## What is being asked:
Extract the passage of the API documentation below word for word, from "Retrieve the log" up to and including "defaults to True.".

Get the AIC. If both train and valid are False, return the train. If both train and valid are True, return the valid.

Parameters:
  • train – Return the AIC for training data.
  • valid – Return the AIC for the validation data.
Returns:

Retrieve the AIC for this set of metrics

auc(train=False, valid=False)[source]

Get the AUC. If both train and valid are False, return the train. If both train and valid are True, return the valid.

Parameters:
  • train – Return the AUC for training data.
  • valid – Return the AUC for the validation data.
Returns:

Retrieve the AUC coefficient for this set of metrics

biases(vector_id=0)[source]

Return the frame for the respective bias vector :param: vector_id: an integer, ranging from 0 to number of layers, that specifies the bias vector to return. :return: an H2OFrame which represents the bias vector identified by vector_id

coef()[source]
Returns:Return the coefficients for this model.
coef_norm()[source]
Returns:Return the normalized coefficients
deepfeatures(test_data, layer)[source]

Return hidden layer details

Parameters:
  • test_data – Data to create a feature space on
  • layer – 0 index hidden layer
download_pojo(path='')[source]

Download the POJO for this model to the directory specified by path (no trailing slash!). If path is “”, then dump to screen. :param model: Retrieve this model’s scoring POJO. :param path: An absolute path to the directory where POJO should be saved. :return: None

giniCoef(train=False, valid=False)[source]

Get the Gini. If both train and valid are False, return the train. If both train and valid are True, return the valid.

Parameters:
  • train – Return the Gini for training data.
  • valid – Return the Gini for the validation data.
Returns:

Retrieve the Gini coefficient for this set of metrics

logloss(train=False, valid=False)[source]

Get the Log Loss. If both train and valid are False, return the train. If both train and valid are True, return the valid.

Parameters:
  • train – Return the log loss for training data.
  • valid – Return the log loss for the validation data.
Returns:

Retrieve the log loss coefficient for this set of metrics

model_performance(test_data=None, train=False, valid=False)[source]

Generate model metrics for this model on test_data.

Parameters:
  • test_data – Data set for which model metrics shall be computed against. Both train and valid arguments are ignored if test_data is not None.
  • train – Report the training metrics for the model. If the test_data is the training data, the training metrics are returned.
  • valid – Report the validation metrics for the model. If train and valid are True, then it defaults to True.
Returns:

An object of class H2OModelMetrics.

mse(train=False, valid=False)[source]
Parameters:
  • train – If train is True, then return the MSE value for the training data. If train and valid are both False, then return the training MSE.
  • valid – If valid is True, then return the MSE value for the validation data. If train and valid are both True, then return the validation MSE.

[Annotation data for object locations]
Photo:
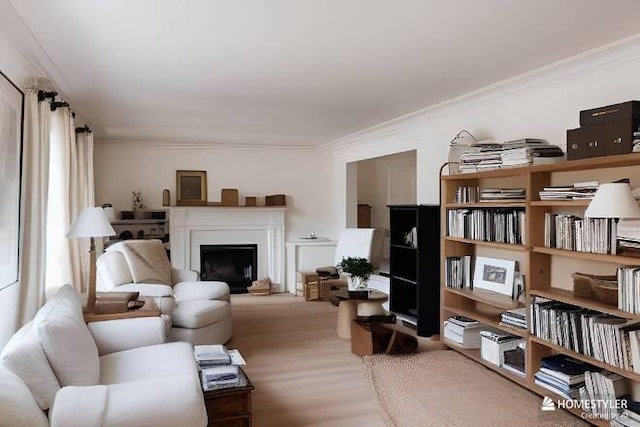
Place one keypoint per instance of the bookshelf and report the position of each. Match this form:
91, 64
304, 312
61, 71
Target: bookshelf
414, 265
547, 270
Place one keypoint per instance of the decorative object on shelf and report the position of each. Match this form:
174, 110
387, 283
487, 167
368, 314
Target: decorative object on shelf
229, 197
11, 111
92, 222
276, 200
359, 270
613, 200
137, 201
604, 288
191, 188
494, 275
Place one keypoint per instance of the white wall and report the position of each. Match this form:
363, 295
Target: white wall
15, 66
542, 103
305, 176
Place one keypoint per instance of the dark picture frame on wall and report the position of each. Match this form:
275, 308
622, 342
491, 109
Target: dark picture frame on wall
191, 188
11, 129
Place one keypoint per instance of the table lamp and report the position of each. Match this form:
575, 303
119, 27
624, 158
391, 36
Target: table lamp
613, 200
92, 222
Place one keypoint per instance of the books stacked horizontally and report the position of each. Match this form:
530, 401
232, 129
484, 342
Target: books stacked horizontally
218, 366
493, 225
502, 194
516, 318
463, 331
458, 272
578, 191
598, 390
494, 344
485, 155
562, 375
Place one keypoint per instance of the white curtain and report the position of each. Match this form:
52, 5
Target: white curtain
34, 196
70, 191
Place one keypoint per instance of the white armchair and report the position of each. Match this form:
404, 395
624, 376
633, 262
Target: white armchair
97, 375
196, 311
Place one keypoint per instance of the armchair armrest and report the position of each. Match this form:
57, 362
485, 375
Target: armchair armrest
159, 402
178, 275
123, 334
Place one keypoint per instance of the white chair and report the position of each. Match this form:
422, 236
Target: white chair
354, 242
196, 311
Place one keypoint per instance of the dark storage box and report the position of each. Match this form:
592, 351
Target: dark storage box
611, 113
576, 144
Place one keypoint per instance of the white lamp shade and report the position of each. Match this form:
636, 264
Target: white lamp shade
613, 200
92, 222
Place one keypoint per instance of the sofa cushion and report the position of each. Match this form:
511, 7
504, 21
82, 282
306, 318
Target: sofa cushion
201, 290
24, 356
154, 361
113, 269
198, 313
18, 408
66, 341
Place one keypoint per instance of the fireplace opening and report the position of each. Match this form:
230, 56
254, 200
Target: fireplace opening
237, 265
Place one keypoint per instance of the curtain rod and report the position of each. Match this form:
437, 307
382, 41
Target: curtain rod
84, 129
42, 95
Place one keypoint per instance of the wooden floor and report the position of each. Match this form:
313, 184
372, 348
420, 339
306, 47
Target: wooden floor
303, 373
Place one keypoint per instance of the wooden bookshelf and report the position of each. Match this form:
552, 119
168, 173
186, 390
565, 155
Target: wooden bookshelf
540, 265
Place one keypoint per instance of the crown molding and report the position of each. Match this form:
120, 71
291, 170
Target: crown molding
604, 57
199, 146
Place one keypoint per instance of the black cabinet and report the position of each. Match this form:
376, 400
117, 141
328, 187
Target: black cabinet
414, 257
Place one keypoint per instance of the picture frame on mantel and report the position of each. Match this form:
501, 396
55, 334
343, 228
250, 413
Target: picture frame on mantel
191, 188
11, 120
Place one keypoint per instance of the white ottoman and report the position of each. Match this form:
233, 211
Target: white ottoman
201, 322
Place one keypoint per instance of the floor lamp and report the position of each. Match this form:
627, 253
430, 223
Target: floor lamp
92, 222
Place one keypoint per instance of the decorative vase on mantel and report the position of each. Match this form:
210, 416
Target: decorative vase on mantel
357, 283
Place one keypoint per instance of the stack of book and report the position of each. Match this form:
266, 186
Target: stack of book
485, 155
562, 375
218, 366
463, 331
577, 191
516, 318
494, 344
502, 194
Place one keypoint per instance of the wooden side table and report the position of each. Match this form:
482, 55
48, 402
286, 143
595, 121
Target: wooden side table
230, 406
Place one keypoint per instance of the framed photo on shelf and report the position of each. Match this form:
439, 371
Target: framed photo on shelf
494, 275
191, 188
11, 125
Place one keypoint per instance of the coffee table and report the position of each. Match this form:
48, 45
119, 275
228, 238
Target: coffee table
230, 406
351, 307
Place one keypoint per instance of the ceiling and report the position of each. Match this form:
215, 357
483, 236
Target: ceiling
295, 72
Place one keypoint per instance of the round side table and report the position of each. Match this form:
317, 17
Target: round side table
350, 307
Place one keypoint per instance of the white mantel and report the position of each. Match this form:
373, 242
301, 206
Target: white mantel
191, 227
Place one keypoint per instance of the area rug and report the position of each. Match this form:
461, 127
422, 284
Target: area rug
445, 388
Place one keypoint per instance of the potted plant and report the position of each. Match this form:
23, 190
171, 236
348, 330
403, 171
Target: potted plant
359, 271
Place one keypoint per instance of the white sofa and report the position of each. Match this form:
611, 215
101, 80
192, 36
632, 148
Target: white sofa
58, 371
199, 311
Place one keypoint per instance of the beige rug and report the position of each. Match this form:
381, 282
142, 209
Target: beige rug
445, 388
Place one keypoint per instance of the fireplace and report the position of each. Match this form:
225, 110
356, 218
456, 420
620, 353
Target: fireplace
193, 227
236, 264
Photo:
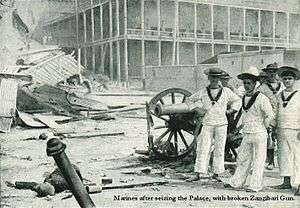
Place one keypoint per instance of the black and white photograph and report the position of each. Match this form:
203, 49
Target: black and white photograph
149, 103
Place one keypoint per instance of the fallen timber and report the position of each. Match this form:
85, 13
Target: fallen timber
56, 149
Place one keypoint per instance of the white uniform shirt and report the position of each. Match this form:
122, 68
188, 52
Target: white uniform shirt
268, 92
289, 116
259, 116
215, 114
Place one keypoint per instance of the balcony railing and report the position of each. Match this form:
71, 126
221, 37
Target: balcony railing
217, 35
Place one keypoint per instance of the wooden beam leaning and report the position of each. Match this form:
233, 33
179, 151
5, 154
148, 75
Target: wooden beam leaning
111, 68
125, 45
118, 43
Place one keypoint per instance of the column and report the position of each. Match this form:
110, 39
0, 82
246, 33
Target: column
212, 29
259, 25
158, 17
143, 42
111, 67
175, 39
195, 34
101, 38
228, 24
288, 28
77, 37
244, 22
125, 45
274, 26
93, 38
158, 31
84, 36
118, 43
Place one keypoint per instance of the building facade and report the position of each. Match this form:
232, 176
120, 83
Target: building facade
125, 38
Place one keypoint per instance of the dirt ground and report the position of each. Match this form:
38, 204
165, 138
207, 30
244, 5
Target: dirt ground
110, 156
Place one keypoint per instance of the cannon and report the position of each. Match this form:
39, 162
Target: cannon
173, 128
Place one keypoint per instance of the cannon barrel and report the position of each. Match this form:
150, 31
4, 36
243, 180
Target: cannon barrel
56, 149
160, 110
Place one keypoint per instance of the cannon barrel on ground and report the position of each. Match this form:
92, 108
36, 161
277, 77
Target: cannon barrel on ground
160, 110
56, 149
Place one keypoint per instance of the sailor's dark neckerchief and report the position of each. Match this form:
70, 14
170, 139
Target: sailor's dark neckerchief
274, 91
251, 101
285, 101
214, 100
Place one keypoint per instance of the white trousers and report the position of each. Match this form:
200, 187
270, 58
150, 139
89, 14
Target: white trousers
211, 135
251, 156
289, 153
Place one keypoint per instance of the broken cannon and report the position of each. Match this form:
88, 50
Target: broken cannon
172, 128
56, 149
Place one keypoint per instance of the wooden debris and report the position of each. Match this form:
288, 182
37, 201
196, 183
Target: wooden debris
133, 185
124, 186
23, 77
8, 100
91, 134
142, 152
106, 180
47, 120
30, 121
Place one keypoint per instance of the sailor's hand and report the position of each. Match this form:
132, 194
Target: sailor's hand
200, 111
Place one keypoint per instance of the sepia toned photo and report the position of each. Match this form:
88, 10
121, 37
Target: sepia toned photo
149, 103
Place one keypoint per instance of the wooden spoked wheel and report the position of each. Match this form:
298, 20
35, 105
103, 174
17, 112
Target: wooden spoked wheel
172, 135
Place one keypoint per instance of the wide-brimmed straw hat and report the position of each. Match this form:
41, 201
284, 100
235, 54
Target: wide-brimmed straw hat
289, 71
249, 73
271, 68
225, 75
215, 71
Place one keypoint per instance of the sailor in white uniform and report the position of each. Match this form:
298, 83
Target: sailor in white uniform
256, 115
288, 124
212, 102
271, 87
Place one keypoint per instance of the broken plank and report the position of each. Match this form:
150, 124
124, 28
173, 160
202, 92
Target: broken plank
29, 120
24, 77
92, 134
124, 186
133, 185
126, 109
40, 50
47, 120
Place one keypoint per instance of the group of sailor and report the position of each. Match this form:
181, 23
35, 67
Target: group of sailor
266, 109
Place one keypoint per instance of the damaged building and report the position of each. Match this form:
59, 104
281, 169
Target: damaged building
126, 39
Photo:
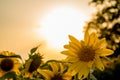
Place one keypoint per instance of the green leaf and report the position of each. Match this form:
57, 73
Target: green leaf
9, 75
15, 56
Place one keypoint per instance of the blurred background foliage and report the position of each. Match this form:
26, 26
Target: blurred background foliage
106, 22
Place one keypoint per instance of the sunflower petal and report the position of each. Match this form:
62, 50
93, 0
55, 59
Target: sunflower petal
74, 40
86, 38
67, 52
54, 67
98, 63
92, 39
104, 52
46, 73
101, 43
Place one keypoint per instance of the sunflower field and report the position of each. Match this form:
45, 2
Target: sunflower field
85, 60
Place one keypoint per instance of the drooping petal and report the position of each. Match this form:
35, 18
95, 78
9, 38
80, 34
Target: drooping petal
104, 52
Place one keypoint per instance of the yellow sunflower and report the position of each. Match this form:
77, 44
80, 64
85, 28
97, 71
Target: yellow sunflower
85, 54
57, 73
32, 64
8, 64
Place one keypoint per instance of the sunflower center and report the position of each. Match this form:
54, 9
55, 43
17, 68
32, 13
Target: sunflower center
87, 54
34, 65
6, 64
57, 77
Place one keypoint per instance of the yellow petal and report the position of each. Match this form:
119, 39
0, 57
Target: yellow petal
86, 38
66, 46
98, 63
92, 39
83, 70
73, 45
46, 73
104, 52
61, 68
101, 43
54, 67
67, 52
72, 59
74, 40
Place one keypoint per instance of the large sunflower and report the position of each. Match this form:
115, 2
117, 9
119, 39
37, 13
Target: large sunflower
8, 63
85, 54
32, 64
57, 72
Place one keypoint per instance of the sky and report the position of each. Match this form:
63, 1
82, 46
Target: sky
25, 24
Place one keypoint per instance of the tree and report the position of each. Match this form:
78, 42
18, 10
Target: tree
106, 22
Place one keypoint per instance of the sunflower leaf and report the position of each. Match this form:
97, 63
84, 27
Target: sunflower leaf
9, 75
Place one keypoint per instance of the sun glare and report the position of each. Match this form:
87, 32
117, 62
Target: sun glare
61, 21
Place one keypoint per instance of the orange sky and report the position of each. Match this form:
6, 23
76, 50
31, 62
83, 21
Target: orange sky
19, 20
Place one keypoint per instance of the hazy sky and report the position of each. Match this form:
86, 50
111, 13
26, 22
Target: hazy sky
20, 19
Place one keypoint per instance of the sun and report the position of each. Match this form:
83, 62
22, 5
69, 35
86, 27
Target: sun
59, 22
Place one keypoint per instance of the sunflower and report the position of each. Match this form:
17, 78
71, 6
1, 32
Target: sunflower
57, 72
85, 54
32, 64
8, 64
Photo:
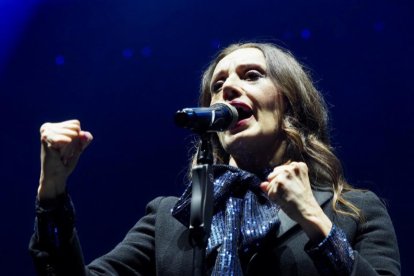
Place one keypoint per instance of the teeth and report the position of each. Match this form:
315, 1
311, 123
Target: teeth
243, 112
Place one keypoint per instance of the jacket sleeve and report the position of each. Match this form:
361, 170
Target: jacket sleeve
56, 250
375, 247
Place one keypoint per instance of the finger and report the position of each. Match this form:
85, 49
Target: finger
264, 186
56, 140
281, 170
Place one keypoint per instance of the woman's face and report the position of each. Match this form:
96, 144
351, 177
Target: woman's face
241, 79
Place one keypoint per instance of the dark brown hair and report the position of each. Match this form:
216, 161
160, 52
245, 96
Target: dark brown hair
304, 122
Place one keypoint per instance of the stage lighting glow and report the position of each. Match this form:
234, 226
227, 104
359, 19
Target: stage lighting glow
215, 43
305, 34
379, 26
146, 52
60, 60
128, 53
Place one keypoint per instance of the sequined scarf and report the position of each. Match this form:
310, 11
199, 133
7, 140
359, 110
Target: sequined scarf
242, 218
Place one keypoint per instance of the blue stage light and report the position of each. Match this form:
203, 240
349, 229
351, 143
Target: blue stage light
215, 43
128, 53
60, 60
379, 26
146, 52
305, 34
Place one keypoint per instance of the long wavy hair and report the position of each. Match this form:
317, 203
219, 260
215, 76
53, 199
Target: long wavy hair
304, 123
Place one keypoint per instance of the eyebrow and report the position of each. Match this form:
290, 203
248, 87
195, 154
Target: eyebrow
238, 68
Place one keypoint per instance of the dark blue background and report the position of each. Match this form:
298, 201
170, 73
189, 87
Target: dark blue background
124, 67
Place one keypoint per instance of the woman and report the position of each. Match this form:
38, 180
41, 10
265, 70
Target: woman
281, 204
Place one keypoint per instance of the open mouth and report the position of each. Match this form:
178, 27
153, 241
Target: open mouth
243, 110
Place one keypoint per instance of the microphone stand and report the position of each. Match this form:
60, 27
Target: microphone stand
201, 204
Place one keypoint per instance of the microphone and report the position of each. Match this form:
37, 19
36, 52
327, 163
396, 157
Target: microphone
218, 117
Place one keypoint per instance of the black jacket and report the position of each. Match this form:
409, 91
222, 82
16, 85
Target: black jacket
159, 245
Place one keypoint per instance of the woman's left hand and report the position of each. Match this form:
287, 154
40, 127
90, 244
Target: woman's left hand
289, 186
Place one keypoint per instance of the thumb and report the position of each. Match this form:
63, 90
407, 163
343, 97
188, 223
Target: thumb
85, 138
264, 186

## Answer for this exercise:
Retrieve the log loss coefficient for this set of metrics

model_performance(test_data=None, train=False, valid=False)[source]

Generate model metrics for this model on test_data.

Parameters:
  • test_data – Data set for which model metrics shall be computed against. Both train and valid arguments are ignored if test_data is not None.
  • train – Report the training metrics for the model. If the test_data is the training data, the training metrics are returned.
  • valid – Report the validation metrics for the model. If train and valid are True, then it defaults to True.